▶ Prompt:
The expected answer is a verbatim transcription of the lines below, beginning with the first and ending with the line that holds "of the man's", without pictures.

════════════════════

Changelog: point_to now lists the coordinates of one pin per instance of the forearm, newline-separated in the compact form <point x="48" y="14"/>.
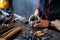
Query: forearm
<point x="37" y="12"/>
<point x="56" y="24"/>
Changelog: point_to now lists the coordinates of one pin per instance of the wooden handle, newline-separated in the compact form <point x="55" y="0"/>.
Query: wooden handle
<point x="13" y="32"/>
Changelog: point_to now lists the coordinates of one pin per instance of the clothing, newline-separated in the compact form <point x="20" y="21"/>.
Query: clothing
<point x="53" y="7"/>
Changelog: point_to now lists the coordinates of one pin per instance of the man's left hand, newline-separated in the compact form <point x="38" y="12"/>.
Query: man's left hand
<point x="41" y="23"/>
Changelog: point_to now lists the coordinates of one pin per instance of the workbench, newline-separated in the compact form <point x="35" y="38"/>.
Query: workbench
<point x="19" y="36"/>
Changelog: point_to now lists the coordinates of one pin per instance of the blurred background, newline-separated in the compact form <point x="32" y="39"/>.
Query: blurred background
<point x="24" y="7"/>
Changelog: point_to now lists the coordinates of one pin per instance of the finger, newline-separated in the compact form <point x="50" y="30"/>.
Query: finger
<point x="37" y="21"/>
<point x="37" y="25"/>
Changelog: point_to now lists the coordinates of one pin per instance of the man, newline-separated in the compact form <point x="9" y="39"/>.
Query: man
<point x="49" y="12"/>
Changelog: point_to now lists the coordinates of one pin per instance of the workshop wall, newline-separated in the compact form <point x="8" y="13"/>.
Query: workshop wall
<point x="24" y="7"/>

════════════════════

▶ Worked solution:
Changelog: point_to now lists the coordinates of one pin per instance of the forearm, newline-separated in the compact form <point x="48" y="14"/>.
Query: forearm
<point x="37" y="12"/>
<point x="56" y="24"/>
Changelog: point_to now lists the coordinates of one pin per instance of the wooden handle, newline-separated in the compact form <point x="55" y="0"/>.
Query: wooden handle
<point x="13" y="32"/>
Changelog: point_to now lists the coordinates of one pin per instance of the clothing, newline-separated in the compact form <point x="20" y="21"/>.
Query: clothing
<point x="53" y="7"/>
Changelog: point_to now lists the coordinates of one pin per instance of the man's left hand, newline-separated in the compact form <point x="38" y="12"/>.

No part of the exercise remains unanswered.